Saved data entries
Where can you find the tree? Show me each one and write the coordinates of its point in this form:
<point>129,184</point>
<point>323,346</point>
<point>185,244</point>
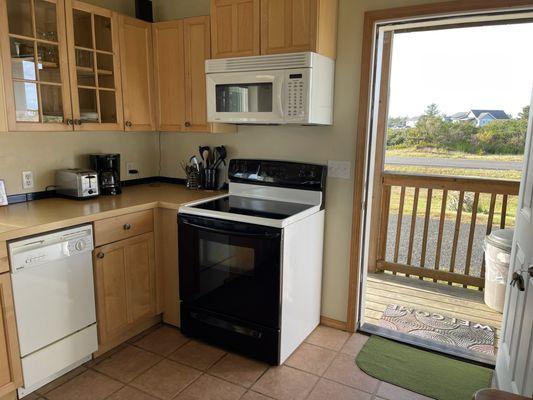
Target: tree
<point>524,114</point>
<point>432,110</point>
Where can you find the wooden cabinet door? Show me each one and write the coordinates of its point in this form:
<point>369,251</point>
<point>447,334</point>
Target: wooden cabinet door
<point>10,366</point>
<point>140,277</point>
<point>235,28</point>
<point>169,65</point>
<point>125,285</point>
<point>197,50</point>
<point>33,44</point>
<point>93,52</point>
<point>137,74</point>
<point>110,282</point>
<point>288,26</point>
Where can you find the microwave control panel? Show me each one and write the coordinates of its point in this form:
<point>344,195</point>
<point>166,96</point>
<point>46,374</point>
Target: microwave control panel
<point>296,99</point>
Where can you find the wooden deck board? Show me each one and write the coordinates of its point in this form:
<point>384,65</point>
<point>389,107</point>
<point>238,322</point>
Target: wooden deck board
<point>383,289</point>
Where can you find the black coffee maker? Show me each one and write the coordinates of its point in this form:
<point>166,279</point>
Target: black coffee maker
<point>108,168</point>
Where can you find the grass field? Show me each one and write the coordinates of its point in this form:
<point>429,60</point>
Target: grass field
<point>431,152</point>
<point>436,200</point>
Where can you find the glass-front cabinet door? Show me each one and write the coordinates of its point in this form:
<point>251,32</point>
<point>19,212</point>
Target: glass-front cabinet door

§ WORK REQUIRED: Word for word, restate the lines above from the first through the one that contains "<point>447,334</point>", and exclude all pictures.

§ WRITTEN SOLUTION:
Where can you find the tree? Show me each one and write the coordinates of its point in this form:
<point>129,184</point>
<point>323,346</point>
<point>185,244</point>
Target: tree
<point>524,114</point>
<point>432,110</point>
Where can you find the wooden cabinet door? Show me each one and write the coordinates of its point in this form:
<point>369,251</point>
<point>447,334</point>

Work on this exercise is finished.